Copy the lines below verbatim, beginning with the line that includes "Expected behaviour: the pointer locates the glass" and continuing to the end; leave out everything before it.

[begin Material for this exercise]

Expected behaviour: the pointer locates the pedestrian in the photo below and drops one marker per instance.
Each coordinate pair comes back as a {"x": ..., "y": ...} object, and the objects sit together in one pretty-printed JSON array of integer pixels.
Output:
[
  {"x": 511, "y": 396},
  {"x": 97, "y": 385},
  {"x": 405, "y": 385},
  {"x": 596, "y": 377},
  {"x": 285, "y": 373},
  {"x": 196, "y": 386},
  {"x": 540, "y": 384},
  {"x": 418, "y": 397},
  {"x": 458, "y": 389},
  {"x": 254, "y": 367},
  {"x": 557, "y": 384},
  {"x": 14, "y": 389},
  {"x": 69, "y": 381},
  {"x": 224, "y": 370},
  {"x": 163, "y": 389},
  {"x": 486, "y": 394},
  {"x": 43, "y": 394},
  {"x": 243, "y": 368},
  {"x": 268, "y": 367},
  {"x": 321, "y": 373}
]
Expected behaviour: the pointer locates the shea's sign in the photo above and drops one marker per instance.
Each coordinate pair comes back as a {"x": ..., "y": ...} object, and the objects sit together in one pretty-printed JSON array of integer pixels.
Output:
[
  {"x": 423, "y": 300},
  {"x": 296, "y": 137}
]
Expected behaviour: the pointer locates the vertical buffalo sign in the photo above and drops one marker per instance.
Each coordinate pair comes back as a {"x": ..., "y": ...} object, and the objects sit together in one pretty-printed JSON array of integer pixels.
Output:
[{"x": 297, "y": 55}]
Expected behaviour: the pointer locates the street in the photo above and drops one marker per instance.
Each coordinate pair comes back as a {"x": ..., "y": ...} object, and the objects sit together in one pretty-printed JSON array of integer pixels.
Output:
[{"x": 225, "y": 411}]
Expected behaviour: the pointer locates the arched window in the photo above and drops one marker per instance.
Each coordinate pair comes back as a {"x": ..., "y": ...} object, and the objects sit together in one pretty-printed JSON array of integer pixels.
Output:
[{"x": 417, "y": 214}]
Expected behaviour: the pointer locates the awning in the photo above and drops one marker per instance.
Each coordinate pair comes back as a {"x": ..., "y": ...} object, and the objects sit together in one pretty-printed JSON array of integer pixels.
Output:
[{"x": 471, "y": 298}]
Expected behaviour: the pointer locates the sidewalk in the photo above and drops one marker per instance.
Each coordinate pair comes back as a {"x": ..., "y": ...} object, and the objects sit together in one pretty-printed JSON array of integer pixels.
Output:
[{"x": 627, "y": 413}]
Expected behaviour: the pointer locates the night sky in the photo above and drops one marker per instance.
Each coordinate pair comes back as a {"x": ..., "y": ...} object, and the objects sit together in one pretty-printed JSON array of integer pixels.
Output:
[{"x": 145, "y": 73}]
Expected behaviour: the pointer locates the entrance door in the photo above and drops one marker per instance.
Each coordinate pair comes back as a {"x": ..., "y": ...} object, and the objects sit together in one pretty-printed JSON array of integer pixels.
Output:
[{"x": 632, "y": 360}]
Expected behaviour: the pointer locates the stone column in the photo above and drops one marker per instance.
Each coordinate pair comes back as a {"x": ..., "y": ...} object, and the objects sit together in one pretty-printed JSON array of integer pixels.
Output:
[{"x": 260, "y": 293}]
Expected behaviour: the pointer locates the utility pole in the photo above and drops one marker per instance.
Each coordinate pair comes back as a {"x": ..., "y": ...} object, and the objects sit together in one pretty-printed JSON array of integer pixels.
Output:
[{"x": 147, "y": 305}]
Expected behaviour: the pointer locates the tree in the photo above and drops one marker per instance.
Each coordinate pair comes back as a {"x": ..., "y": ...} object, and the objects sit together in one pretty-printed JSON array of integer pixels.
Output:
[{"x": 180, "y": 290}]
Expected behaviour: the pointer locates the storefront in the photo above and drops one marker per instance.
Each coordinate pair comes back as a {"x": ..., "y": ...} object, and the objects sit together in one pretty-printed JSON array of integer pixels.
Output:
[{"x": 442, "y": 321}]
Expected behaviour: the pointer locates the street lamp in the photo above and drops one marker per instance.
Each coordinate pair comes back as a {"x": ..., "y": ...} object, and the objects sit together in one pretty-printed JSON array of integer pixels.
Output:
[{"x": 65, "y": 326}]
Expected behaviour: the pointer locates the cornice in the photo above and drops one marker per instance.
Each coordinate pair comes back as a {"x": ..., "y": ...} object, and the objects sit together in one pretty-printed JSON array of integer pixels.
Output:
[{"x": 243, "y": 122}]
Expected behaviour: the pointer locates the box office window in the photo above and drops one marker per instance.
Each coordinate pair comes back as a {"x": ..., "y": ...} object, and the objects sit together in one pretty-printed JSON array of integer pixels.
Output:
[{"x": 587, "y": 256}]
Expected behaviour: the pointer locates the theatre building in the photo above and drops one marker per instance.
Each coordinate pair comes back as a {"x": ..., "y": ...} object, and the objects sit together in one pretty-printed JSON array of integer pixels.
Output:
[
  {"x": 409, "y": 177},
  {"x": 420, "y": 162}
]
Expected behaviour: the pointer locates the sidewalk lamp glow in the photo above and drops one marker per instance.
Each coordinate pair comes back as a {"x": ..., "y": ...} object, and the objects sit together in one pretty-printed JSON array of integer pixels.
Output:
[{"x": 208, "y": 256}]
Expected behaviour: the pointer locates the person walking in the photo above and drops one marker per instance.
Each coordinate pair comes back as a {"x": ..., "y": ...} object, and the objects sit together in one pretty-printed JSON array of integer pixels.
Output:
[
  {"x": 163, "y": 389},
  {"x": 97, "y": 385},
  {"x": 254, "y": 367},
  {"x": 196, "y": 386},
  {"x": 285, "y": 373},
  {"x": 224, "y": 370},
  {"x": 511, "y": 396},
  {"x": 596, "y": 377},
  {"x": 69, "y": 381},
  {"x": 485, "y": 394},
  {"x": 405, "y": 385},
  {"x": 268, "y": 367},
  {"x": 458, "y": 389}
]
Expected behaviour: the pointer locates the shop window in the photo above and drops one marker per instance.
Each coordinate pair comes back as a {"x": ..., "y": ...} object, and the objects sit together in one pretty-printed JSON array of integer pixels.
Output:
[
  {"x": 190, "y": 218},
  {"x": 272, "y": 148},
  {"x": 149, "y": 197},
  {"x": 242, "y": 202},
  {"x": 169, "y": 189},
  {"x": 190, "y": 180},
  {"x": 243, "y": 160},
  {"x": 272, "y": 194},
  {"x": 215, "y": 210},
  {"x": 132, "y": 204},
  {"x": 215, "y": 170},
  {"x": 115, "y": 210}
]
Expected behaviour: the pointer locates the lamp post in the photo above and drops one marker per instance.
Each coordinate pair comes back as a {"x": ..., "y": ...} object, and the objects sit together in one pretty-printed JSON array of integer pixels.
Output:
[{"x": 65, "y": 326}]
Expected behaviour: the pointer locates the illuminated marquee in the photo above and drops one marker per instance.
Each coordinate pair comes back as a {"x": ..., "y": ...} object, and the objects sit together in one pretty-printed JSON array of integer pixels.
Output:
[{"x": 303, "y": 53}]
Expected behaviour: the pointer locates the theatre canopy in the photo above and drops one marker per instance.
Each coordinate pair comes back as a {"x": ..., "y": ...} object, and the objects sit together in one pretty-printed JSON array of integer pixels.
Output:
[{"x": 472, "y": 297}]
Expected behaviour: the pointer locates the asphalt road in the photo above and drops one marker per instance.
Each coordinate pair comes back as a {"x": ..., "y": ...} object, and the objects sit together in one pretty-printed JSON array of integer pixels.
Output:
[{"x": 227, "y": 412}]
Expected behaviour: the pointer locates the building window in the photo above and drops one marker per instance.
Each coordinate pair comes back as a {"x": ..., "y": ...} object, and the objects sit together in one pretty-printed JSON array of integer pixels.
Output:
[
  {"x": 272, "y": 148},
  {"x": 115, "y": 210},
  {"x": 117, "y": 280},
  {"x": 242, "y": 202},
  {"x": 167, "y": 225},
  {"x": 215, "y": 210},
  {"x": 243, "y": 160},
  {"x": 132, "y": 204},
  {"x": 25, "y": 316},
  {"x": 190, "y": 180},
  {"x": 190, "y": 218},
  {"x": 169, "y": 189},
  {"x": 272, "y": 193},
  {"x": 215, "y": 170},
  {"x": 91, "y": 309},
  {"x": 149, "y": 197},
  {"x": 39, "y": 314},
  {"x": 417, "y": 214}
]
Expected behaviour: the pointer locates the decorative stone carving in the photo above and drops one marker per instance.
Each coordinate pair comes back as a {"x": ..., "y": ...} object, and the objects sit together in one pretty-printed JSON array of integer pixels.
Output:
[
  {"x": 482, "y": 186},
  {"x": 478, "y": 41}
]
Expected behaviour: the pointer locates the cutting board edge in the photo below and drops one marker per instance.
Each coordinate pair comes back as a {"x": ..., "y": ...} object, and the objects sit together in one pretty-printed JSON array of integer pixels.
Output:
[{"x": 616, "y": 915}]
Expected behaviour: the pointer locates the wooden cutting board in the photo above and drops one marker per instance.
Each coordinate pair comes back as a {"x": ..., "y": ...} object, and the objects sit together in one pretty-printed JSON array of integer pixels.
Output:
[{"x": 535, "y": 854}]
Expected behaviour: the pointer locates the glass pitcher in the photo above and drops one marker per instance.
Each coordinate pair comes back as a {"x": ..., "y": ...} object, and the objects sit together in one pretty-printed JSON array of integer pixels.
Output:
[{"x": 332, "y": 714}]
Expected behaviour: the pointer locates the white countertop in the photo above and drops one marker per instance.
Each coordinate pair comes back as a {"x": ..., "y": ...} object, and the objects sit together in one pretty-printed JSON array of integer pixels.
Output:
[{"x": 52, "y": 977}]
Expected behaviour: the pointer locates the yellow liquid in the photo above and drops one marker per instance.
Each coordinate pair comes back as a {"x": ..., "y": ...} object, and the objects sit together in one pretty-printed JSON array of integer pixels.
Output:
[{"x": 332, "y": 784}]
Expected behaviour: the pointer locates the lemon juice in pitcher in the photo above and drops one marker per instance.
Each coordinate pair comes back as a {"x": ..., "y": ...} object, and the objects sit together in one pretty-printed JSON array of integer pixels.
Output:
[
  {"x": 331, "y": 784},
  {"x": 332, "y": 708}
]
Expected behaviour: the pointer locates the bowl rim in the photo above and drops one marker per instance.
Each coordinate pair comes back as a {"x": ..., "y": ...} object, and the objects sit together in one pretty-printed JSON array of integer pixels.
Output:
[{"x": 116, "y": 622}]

[end Material for this exercise]

**Completed exercise**
Expected behaviour: the pointer locates the glass pitcher in the photo above and drops one marker per instance.
Each coordinate pair comes back as a {"x": ..., "y": ...} object, and the objects sit together in one pretty-printed JSON array of integer pixels.
Output:
[{"x": 332, "y": 714}]
Expected behaviour: the pointer locates the white countertop in the photo above and drops one marker per instance.
Each coordinate pair comes back as a {"x": ..., "y": ...} object, and the objects sit together in one pretty-printed JSON array of integer pixels.
Output:
[{"x": 52, "y": 977}]
Expected behaviour: the pointer locates the yellow liquid in the photo above and drops one marker per instance.
Each coordinate pair comes back as a {"x": ..., "y": ...} object, and the objects sit together in one pretty-printed JSON array of integer pixels.
Output:
[{"x": 332, "y": 784}]
Expected behaviour: the pointer locates the lemon juice in pitcher in the photo above and drops one marker per instance.
Each coordinate pair comes back as a {"x": ..., "y": ...} object, and the objects sit together in one pretty-printed JSON array of integer pixels.
Output:
[
  {"x": 331, "y": 784},
  {"x": 332, "y": 708}
]
Expected behaviour: the pointer locates the bowl rim in the photo above and drops one marker per instance.
Each coordinate pair comes back as a {"x": ..., "y": ...} object, and the objects sit together in one pretty-printed JSON array of integer pixels.
Output:
[{"x": 116, "y": 622}]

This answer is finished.